====== Task inputs

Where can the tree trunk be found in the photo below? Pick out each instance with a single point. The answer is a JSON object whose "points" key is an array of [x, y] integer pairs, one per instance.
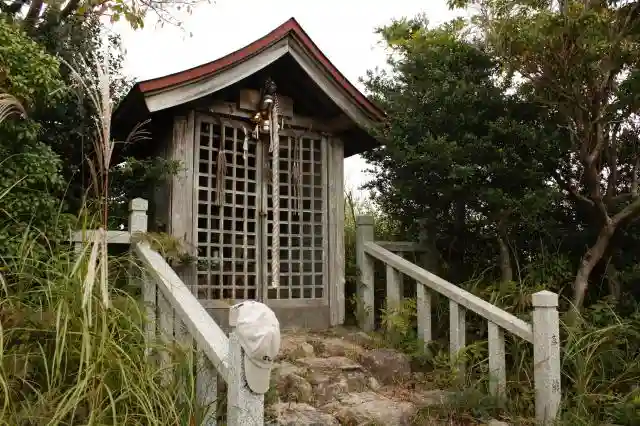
{"points": [[613, 281], [506, 271], [588, 262]]}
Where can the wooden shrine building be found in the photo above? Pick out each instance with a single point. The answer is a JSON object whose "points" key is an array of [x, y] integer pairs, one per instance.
{"points": [[277, 103]]}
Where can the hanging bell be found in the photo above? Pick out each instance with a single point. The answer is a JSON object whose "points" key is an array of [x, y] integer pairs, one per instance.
{"points": [[267, 101]]}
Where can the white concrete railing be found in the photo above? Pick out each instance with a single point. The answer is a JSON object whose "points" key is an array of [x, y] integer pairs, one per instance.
{"points": [[543, 333], [173, 314]]}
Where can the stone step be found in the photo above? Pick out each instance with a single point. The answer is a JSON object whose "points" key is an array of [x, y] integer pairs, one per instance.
{"points": [[327, 380], [370, 408]]}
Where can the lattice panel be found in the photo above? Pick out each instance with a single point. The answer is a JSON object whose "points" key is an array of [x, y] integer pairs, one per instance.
{"points": [[302, 233], [228, 242]]}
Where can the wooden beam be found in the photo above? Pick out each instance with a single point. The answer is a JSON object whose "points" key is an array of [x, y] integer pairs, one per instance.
{"points": [[452, 292]]}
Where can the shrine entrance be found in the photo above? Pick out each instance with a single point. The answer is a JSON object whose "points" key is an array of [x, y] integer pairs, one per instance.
{"points": [[235, 214]]}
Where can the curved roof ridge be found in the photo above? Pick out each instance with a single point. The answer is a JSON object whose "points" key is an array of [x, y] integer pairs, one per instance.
{"points": [[291, 26]]}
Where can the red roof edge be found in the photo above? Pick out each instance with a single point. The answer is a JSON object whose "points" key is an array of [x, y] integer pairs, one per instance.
{"points": [[290, 26]]}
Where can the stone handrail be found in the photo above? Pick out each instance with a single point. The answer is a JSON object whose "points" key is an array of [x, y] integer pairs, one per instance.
{"points": [[543, 333], [174, 315]]}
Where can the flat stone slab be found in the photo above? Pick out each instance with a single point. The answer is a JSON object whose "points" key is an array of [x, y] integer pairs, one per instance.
{"points": [[297, 414], [332, 363], [370, 408]]}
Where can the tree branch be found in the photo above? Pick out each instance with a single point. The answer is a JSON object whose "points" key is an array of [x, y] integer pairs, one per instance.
{"points": [[571, 190], [627, 213], [33, 14]]}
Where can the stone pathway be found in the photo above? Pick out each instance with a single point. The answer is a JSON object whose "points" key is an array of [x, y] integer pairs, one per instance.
{"points": [[343, 379]]}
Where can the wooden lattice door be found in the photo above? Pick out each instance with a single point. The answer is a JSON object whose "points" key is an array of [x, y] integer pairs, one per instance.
{"points": [[235, 229], [303, 240], [228, 238]]}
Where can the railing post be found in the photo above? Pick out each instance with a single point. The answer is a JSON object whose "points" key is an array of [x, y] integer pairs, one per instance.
{"points": [[546, 355], [138, 223], [365, 288], [206, 388], [138, 215], [457, 336], [254, 341]]}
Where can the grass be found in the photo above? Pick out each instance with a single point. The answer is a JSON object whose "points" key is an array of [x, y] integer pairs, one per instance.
{"points": [[600, 371], [67, 357]]}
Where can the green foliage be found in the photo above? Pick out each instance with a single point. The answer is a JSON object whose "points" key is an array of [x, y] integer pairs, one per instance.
{"points": [[66, 363], [458, 151], [30, 178]]}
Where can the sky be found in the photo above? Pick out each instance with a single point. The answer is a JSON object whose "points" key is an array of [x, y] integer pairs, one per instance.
{"points": [[342, 29]]}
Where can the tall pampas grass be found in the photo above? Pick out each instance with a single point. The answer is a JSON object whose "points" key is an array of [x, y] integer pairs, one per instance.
{"points": [[72, 346]]}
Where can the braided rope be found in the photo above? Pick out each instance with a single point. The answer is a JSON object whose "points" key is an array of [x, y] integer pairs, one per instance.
{"points": [[274, 148], [221, 171], [296, 175]]}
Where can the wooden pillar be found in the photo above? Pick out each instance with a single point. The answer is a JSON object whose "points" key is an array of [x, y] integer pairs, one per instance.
{"points": [[182, 190], [335, 172], [365, 292], [546, 356]]}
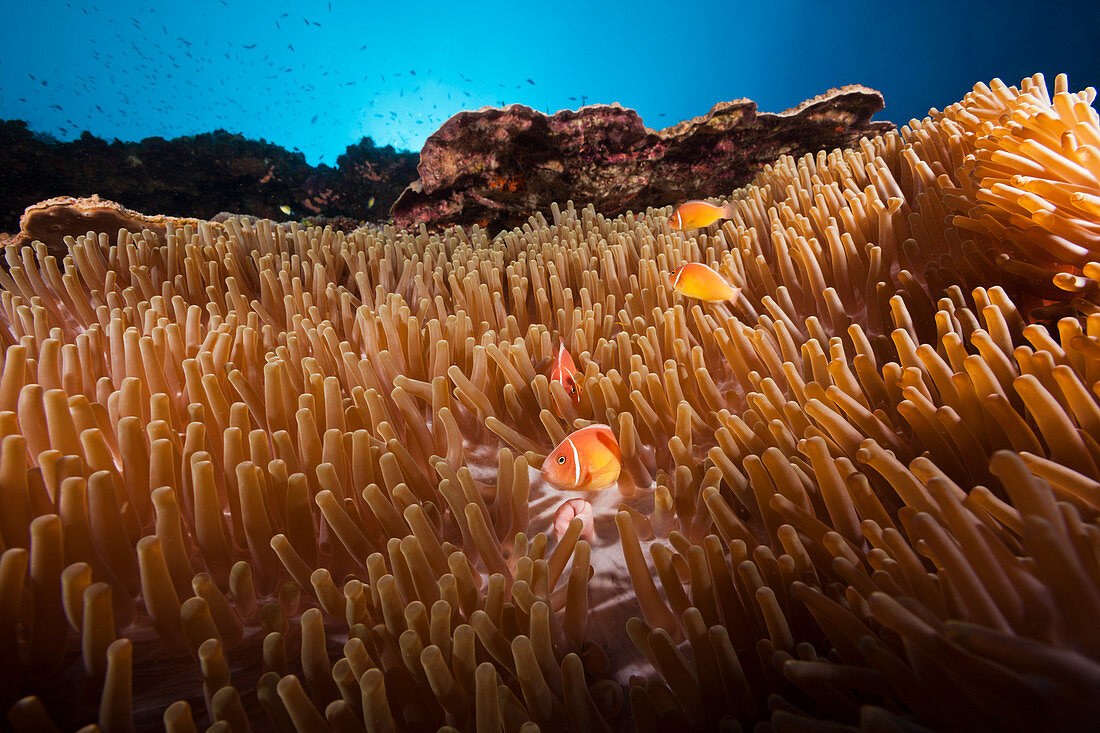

============

Tally the lines of the records that contain the word "railing" and give only that number.

2